WORK TO COMPLETE: Please edit the rows from the line containing "Point out every instance of the hummingbird" through the last row by replacing "hawk-moth" with "hawk moth", leaving everything else unchanged. Return only those rows.

DATA ROWS:
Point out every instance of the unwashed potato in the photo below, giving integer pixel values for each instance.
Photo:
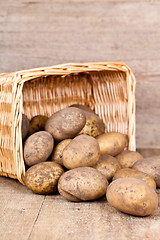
(151, 166)
(82, 151)
(128, 158)
(25, 126)
(66, 123)
(128, 172)
(83, 107)
(94, 125)
(82, 184)
(58, 150)
(132, 196)
(112, 143)
(37, 123)
(38, 147)
(108, 166)
(42, 178)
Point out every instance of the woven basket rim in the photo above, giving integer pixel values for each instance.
(62, 69)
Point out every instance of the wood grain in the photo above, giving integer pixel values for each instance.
(43, 33)
(19, 209)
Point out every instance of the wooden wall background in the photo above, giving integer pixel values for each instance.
(40, 33)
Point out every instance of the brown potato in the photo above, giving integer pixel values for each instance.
(132, 196)
(58, 150)
(37, 123)
(94, 125)
(25, 126)
(112, 143)
(83, 107)
(128, 172)
(151, 166)
(82, 184)
(107, 165)
(66, 123)
(82, 151)
(128, 158)
(38, 147)
(42, 178)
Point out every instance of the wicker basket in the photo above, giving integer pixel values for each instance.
(108, 88)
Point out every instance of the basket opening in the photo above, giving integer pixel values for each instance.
(105, 92)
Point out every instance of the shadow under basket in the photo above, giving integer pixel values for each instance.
(107, 88)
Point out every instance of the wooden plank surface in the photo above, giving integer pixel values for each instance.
(27, 216)
(43, 33)
(19, 209)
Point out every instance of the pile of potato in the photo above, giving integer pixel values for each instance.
(70, 153)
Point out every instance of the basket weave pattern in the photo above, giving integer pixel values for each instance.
(107, 88)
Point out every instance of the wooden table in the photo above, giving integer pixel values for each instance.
(28, 216)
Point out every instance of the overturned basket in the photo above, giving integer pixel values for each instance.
(107, 88)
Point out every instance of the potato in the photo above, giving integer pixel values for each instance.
(82, 184)
(83, 107)
(37, 123)
(25, 126)
(107, 165)
(132, 196)
(94, 125)
(43, 177)
(58, 150)
(128, 172)
(151, 166)
(66, 123)
(112, 143)
(38, 147)
(82, 151)
(128, 158)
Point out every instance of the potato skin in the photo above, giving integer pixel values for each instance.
(38, 147)
(66, 123)
(37, 123)
(82, 184)
(25, 126)
(112, 143)
(132, 196)
(42, 178)
(108, 166)
(128, 158)
(151, 166)
(94, 125)
(128, 172)
(58, 150)
(82, 151)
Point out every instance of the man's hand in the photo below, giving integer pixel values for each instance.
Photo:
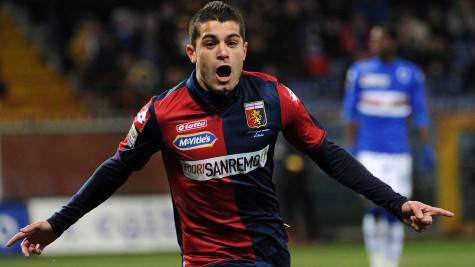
(36, 237)
(419, 215)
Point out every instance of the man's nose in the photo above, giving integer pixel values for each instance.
(222, 51)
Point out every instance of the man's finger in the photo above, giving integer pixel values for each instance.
(15, 238)
(439, 211)
(24, 249)
(416, 210)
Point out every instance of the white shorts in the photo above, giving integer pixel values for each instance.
(393, 169)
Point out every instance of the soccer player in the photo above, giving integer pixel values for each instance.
(216, 131)
(381, 92)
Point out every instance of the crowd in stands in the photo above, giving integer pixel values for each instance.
(121, 52)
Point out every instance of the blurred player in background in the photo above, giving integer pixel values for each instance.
(217, 131)
(381, 93)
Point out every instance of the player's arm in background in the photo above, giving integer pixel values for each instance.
(421, 117)
(350, 100)
(304, 132)
(142, 141)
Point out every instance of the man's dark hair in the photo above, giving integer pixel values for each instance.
(391, 29)
(215, 10)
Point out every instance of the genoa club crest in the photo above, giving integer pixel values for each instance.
(255, 114)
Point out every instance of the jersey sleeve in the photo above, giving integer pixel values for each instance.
(418, 100)
(143, 140)
(350, 99)
(298, 126)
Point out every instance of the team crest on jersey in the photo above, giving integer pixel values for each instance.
(142, 117)
(255, 114)
(191, 126)
(132, 136)
(195, 140)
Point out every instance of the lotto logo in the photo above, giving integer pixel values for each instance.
(194, 141)
(191, 126)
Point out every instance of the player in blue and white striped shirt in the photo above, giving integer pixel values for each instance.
(381, 93)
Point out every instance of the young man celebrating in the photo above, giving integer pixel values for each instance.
(381, 92)
(217, 131)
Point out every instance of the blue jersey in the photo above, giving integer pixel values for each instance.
(380, 97)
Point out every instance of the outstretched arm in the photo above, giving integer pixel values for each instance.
(102, 184)
(419, 215)
(340, 165)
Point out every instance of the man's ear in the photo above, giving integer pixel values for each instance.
(191, 53)
(244, 47)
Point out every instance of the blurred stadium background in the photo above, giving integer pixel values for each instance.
(74, 73)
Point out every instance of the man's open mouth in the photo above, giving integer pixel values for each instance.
(223, 72)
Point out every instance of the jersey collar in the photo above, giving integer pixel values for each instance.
(208, 101)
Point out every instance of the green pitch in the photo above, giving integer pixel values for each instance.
(416, 253)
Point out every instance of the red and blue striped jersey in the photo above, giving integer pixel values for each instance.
(218, 153)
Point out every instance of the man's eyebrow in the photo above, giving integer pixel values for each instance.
(213, 36)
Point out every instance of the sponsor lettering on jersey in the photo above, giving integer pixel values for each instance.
(195, 140)
(255, 114)
(225, 166)
(191, 126)
(377, 80)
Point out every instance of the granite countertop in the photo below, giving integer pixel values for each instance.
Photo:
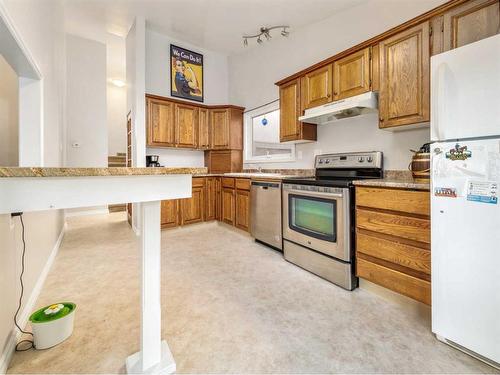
(89, 172)
(396, 179)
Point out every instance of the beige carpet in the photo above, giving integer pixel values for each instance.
(230, 305)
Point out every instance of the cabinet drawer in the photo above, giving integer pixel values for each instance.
(399, 282)
(242, 183)
(402, 254)
(411, 228)
(198, 181)
(411, 201)
(228, 182)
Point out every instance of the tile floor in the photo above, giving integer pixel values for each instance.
(230, 305)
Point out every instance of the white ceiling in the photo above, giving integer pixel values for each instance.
(216, 25)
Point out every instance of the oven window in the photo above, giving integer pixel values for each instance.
(315, 217)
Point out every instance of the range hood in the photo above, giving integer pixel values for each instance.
(350, 107)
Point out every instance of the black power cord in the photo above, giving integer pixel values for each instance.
(30, 341)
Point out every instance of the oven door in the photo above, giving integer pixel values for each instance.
(318, 220)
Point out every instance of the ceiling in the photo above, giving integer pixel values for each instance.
(217, 25)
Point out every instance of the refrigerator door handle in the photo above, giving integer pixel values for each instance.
(438, 108)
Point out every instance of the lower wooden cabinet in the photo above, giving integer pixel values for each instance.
(170, 213)
(393, 240)
(225, 199)
(228, 206)
(211, 199)
(193, 209)
(242, 211)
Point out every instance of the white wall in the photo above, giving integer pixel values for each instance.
(86, 111)
(253, 72)
(40, 26)
(9, 124)
(215, 83)
(116, 96)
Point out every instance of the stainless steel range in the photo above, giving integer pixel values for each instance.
(318, 215)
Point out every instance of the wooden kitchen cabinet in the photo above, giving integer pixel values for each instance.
(316, 87)
(160, 123)
(352, 74)
(226, 128)
(291, 129)
(186, 126)
(175, 123)
(470, 22)
(211, 199)
(228, 205)
(169, 213)
(242, 204)
(404, 96)
(393, 240)
(193, 209)
(224, 161)
(219, 124)
(203, 129)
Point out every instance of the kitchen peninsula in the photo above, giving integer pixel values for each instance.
(37, 189)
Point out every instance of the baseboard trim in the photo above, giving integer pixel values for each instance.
(9, 349)
(97, 211)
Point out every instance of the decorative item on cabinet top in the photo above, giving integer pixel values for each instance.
(176, 123)
(378, 64)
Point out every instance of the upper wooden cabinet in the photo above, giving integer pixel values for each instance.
(352, 74)
(470, 22)
(186, 126)
(203, 129)
(404, 77)
(316, 87)
(193, 209)
(219, 124)
(160, 123)
(175, 123)
(291, 129)
(226, 128)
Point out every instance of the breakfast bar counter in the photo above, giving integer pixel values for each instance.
(36, 189)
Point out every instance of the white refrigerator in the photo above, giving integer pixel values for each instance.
(465, 207)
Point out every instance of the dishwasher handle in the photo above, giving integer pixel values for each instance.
(266, 185)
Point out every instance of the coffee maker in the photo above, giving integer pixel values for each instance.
(152, 161)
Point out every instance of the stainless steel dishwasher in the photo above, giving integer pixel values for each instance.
(266, 213)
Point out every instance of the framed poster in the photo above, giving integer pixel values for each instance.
(186, 74)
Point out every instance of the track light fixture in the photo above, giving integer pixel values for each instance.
(266, 32)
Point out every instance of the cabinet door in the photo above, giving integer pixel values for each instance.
(219, 127)
(186, 129)
(290, 111)
(203, 129)
(192, 209)
(218, 198)
(470, 22)
(227, 209)
(170, 213)
(351, 75)
(210, 199)
(316, 87)
(242, 217)
(161, 125)
(404, 77)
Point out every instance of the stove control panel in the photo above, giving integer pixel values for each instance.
(372, 159)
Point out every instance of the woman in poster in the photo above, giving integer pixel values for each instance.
(186, 82)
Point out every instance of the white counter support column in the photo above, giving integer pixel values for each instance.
(155, 356)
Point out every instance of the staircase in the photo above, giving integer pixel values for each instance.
(118, 160)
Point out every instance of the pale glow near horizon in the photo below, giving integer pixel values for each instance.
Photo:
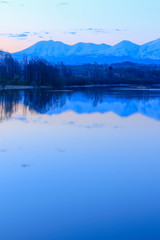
(24, 22)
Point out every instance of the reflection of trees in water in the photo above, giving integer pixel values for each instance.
(8, 103)
(42, 100)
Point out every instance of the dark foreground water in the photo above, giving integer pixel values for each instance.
(80, 165)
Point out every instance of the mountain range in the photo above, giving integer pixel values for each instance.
(81, 53)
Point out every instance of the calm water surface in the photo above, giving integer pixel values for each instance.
(80, 165)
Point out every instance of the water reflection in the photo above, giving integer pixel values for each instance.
(123, 103)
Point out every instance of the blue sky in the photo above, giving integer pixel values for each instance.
(24, 22)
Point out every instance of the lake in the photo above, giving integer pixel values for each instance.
(80, 164)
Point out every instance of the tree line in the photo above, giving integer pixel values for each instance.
(38, 72)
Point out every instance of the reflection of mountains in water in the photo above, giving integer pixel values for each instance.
(123, 103)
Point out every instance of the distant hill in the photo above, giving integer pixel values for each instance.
(81, 53)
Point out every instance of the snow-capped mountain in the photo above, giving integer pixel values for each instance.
(89, 52)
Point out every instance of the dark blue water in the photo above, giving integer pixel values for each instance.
(81, 164)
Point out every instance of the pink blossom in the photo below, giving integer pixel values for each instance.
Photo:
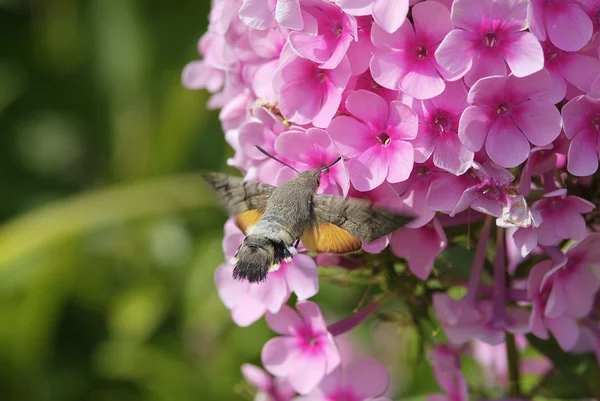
(262, 14)
(420, 246)
(438, 130)
(306, 352)
(561, 217)
(375, 139)
(327, 34)
(488, 34)
(582, 125)
(388, 14)
(307, 93)
(269, 388)
(405, 59)
(313, 149)
(564, 22)
(359, 380)
(508, 113)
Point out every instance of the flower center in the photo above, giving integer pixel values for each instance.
(384, 138)
(421, 52)
(490, 39)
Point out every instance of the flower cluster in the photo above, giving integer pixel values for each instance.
(480, 117)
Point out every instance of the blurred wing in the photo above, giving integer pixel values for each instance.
(358, 217)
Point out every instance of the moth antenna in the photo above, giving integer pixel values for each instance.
(274, 158)
(330, 164)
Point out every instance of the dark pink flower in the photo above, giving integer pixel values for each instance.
(375, 139)
(488, 34)
(581, 117)
(506, 114)
(564, 22)
(306, 352)
(405, 59)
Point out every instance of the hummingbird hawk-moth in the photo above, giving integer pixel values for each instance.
(274, 219)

TASK ANSWER:
Point out every instance of the hummingbird hawk moth in the photo above, giving integer pixel values for each instance.
(274, 219)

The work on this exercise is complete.